[Excerpts from point annotation data]
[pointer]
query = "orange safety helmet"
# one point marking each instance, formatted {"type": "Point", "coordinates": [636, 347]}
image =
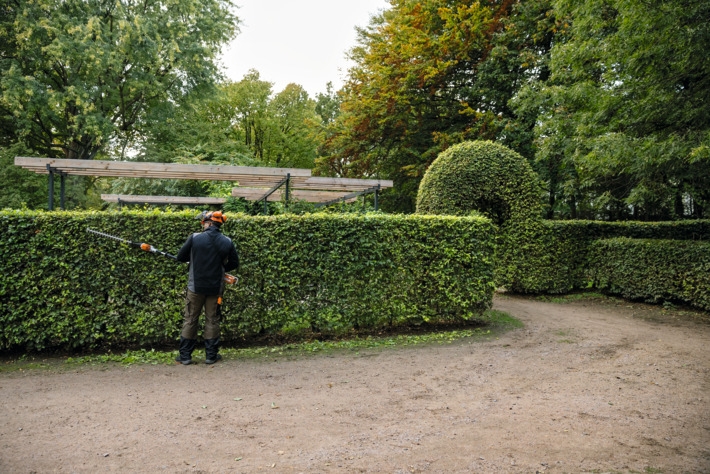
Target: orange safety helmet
{"type": "Point", "coordinates": [216, 217]}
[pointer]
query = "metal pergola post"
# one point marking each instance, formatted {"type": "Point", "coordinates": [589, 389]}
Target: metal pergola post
{"type": "Point", "coordinates": [62, 176]}
{"type": "Point", "coordinates": [51, 188]}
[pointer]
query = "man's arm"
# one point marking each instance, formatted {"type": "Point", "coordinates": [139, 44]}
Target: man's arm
{"type": "Point", "coordinates": [232, 259]}
{"type": "Point", "coordinates": [184, 252]}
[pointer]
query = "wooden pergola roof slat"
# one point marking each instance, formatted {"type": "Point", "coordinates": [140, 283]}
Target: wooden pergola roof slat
{"type": "Point", "coordinates": [144, 199]}
{"type": "Point", "coordinates": [253, 194]}
{"type": "Point", "coordinates": [300, 181]}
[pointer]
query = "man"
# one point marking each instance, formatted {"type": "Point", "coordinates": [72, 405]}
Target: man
{"type": "Point", "coordinates": [210, 255]}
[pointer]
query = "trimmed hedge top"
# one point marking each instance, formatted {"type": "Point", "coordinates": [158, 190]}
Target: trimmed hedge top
{"type": "Point", "coordinates": [480, 176]}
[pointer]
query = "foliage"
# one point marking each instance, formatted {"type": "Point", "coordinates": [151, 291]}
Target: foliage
{"type": "Point", "coordinates": [654, 271]}
{"type": "Point", "coordinates": [480, 176]}
{"type": "Point", "coordinates": [77, 74]}
{"type": "Point", "coordinates": [429, 74]}
{"type": "Point", "coordinates": [623, 129]}
{"type": "Point", "coordinates": [18, 187]}
{"type": "Point", "coordinates": [555, 257]}
{"type": "Point", "coordinates": [320, 272]}
{"type": "Point", "coordinates": [278, 129]}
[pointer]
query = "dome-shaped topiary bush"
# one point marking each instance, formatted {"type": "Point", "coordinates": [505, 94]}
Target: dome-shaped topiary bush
{"type": "Point", "coordinates": [480, 176]}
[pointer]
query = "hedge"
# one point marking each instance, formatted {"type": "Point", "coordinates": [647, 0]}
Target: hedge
{"type": "Point", "coordinates": [654, 271]}
{"type": "Point", "coordinates": [554, 256]}
{"type": "Point", "coordinates": [64, 288]}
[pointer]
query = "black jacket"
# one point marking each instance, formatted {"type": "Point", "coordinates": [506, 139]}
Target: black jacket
{"type": "Point", "coordinates": [210, 254]}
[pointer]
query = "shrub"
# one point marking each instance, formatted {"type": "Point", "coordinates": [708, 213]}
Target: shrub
{"type": "Point", "coordinates": [480, 176]}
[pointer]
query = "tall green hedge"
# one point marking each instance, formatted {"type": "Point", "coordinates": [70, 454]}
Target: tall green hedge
{"type": "Point", "coordinates": [61, 287]}
{"type": "Point", "coordinates": [556, 255]}
{"type": "Point", "coordinates": [481, 176]}
{"type": "Point", "coordinates": [654, 271]}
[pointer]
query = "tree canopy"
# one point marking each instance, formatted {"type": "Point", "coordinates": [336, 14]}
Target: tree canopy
{"type": "Point", "coordinates": [623, 122]}
{"type": "Point", "coordinates": [77, 74]}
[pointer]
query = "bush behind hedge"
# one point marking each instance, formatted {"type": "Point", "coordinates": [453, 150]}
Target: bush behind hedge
{"type": "Point", "coordinates": [65, 288]}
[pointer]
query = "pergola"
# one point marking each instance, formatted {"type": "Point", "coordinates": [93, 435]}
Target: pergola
{"type": "Point", "coordinates": [255, 183]}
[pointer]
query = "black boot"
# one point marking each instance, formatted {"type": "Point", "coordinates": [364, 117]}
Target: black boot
{"type": "Point", "coordinates": [211, 351]}
{"type": "Point", "coordinates": [186, 348]}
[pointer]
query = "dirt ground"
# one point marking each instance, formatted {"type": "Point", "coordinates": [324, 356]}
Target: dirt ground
{"type": "Point", "coordinates": [585, 386]}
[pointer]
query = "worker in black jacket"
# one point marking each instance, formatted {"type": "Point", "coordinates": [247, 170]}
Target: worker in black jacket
{"type": "Point", "coordinates": [210, 254]}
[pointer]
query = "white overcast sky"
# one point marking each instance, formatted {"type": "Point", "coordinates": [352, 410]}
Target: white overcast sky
{"type": "Point", "coordinates": [301, 41]}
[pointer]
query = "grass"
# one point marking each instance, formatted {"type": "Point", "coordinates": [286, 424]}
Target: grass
{"type": "Point", "coordinates": [493, 324]}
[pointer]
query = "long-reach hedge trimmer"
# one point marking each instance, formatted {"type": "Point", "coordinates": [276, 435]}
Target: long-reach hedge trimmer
{"type": "Point", "coordinates": [228, 279]}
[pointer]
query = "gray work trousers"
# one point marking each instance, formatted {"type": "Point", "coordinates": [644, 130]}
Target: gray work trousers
{"type": "Point", "coordinates": [194, 303]}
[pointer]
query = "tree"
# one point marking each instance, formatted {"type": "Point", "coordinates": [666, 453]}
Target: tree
{"type": "Point", "coordinates": [77, 74]}
{"type": "Point", "coordinates": [295, 143]}
{"type": "Point", "coordinates": [624, 119]}
{"type": "Point", "coordinates": [430, 74]}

Work to complete ▸ Reproduce each line exactly as it appears, omitting the pictures.

The reply ▸
[pointer]
query = "orange safety helmet"
# one point marking each instance, formatted {"type": "Point", "coordinates": [636, 347]}
image =
Target: orange safety helmet
{"type": "Point", "coordinates": [216, 217]}
[pointer]
query = "metal pergola post"
# one point marking each instance, formatted {"type": "Point", "coordinates": [589, 389]}
Target: metal pergola post
{"type": "Point", "coordinates": [62, 176]}
{"type": "Point", "coordinates": [51, 188]}
[pointer]
query = "man's arm"
# one point marking each instance, formatted {"type": "Point", "coordinates": [139, 44]}
Target: man's arm
{"type": "Point", "coordinates": [232, 259]}
{"type": "Point", "coordinates": [184, 252]}
[pointer]
query = "wooden pergola roof slat"
# one point marking each instance, formatted {"type": "Point", "coordinates": [140, 283]}
Target: wooden pergola roof slat
{"type": "Point", "coordinates": [144, 199]}
{"type": "Point", "coordinates": [253, 194]}
{"type": "Point", "coordinates": [300, 181]}
[pointer]
query = "man"
# one point marking each instance, formatted {"type": "Point", "coordinates": [72, 405]}
Target: man
{"type": "Point", "coordinates": [210, 255]}
[pointer]
query = "trimmed hedge top"
# one point marking each instance, formatted {"type": "Point", "coordinates": [158, 190]}
Target: trimmed hedge top
{"type": "Point", "coordinates": [480, 176]}
[pointer]
query = "foliage"
# one point marking each instance, formatted {"type": "Point", "coordinates": [151, 291]}
Target: foliage
{"type": "Point", "coordinates": [654, 271]}
{"type": "Point", "coordinates": [480, 176]}
{"type": "Point", "coordinates": [77, 74]}
{"type": "Point", "coordinates": [429, 74]}
{"type": "Point", "coordinates": [623, 129]}
{"type": "Point", "coordinates": [18, 187]}
{"type": "Point", "coordinates": [555, 257]}
{"type": "Point", "coordinates": [320, 272]}
{"type": "Point", "coordinates": [278, 129]}
[pointer]
query = "dome-shaped topiary bush"
# one point marking each instance, formatted {"type": "Point", "coordinates": [505, 94]}
Target: dome-shaped topiary bush
{"type": "Point", "coordinates": [480, 176]}
[pointer]
query = "hedge"
# one point marking each instance, formatted {"type": "Point", "coordinates": [647, 0]}
Target: hedge
{"type": "Point", "coordinates": [654, 271]}
{"type": "Point", "coordinates": [554, 256]}
{"type": "Point", "coordinates": [64, 288]}
[pointer]
query = "black jacket"
# one point marking each instance, formatted {"type": "Point", "coordinates": [506, 139]}
Target: black jacket
{"type": "Point", "coordinates": [210, 254]}
[pointer]
query = "shrub"
# one point marking each instance, formatted {"type": "Point", "coordinates": [708, 213]}
Target: shrub
{"type": "Point", "coordinates": [480, 176]}
[pointer]
query = "tall green hedge"
# one point marking each instance, formatted {"type": "Point", "coordinates": [70, 454]}
Target: tall green hedge
{"type": "Point", "coordinates": [61, 287]}
{"type": "Point", "coordinates": [556, 255]}
{"type": "Point", "coordinates": [481, 176]}
{"type": "Point", "coordinates": [654, 271]}
[pointer]
query = "tree canopy"
# one point marking each instance, formatted {"type": "Point", "coordinates": [336, 14]}
Target: tree canopy
{"type": "Point", "coordinates": [623, 122]}
{"type": "Point", "coordinates": [77, 74]}
[pointer]
query = "bush behind hedge"
# one point marking each instance, formatted {"type": "Point", "coordinates": [453, 150]}
Target: bush behind hedge
{"type": "Point", "coordinates": [65, 288]}
[pointer]
query = "pergola"
# one point marking each instance, formatted {"type": "Point", "coordinates": [93, 435]}
Target: pergola
{"type": "Point", "coordinates": [255, 183]}
[pointer]
query = "black boot"
# one point marking each instance, formatted {"type": "Point", "coordinates": [364, 117]}
Target: black boot
{"type": "Point", "coordinates": [211, 351]}
{"type": "Point", "coordinates": [186, 348]}
[pointer]
query = "dirt ground"
# one point marking each instance, formatted {"type": "Point", "coordinates": [324, 356]}
Target: dirt ground
{"type": "Point", "coordinates": [585, 386]}
[pointer]
query = "worker in black jacket"
# one point marking each instance, formatted {"type": "Point", "coordinates": [247, 170]}
Target: worker in black jacket
{"type": "Point", "coordinates": [210, 254]}
[pointer]
query = "white overcast sky"
# one point marking each instance, formatted {"type": "Point", "coordinates": [352, 410]}
Target: white overcast sky
{"type": "Point", "coordinates": [301, 41]}
[pointer]
query = "grass"
# one point marking each instance, formatted {"type": "Point", "coordinates": [286, 424]}
Target: grass
{"type": "Point", "coordinates": [493, 324]}
[pointer]
query = "long-reach hedge trimmer"
# one point marking each instance, formatted {"type": "Point", "coordinates": [276, 435]}
Target: long-reach hedge trimmer
{"type": "Point", "coordinates": [228, 279]}
[pointer]
query = "gray work trousers"
# one point marking each instance, formatted {"type": "Point", "coordinates": [644, 130]}
Target: gray work trousers
{"type": "Point", "coordinates": [194, 303]}
[pointer]
query = "tree"
# one point marking each instance, formatted {"type": "Point", "coordinates": [666, 453]}
Target: tree
{"type": "Point", "coordinates": [77, 74]}
{"type": "Point", "coordinates": [295, 143]}
{"type": "Point", "coordinates": [624, 119]}
{"type": "Point", "coordinates": [430, 74]}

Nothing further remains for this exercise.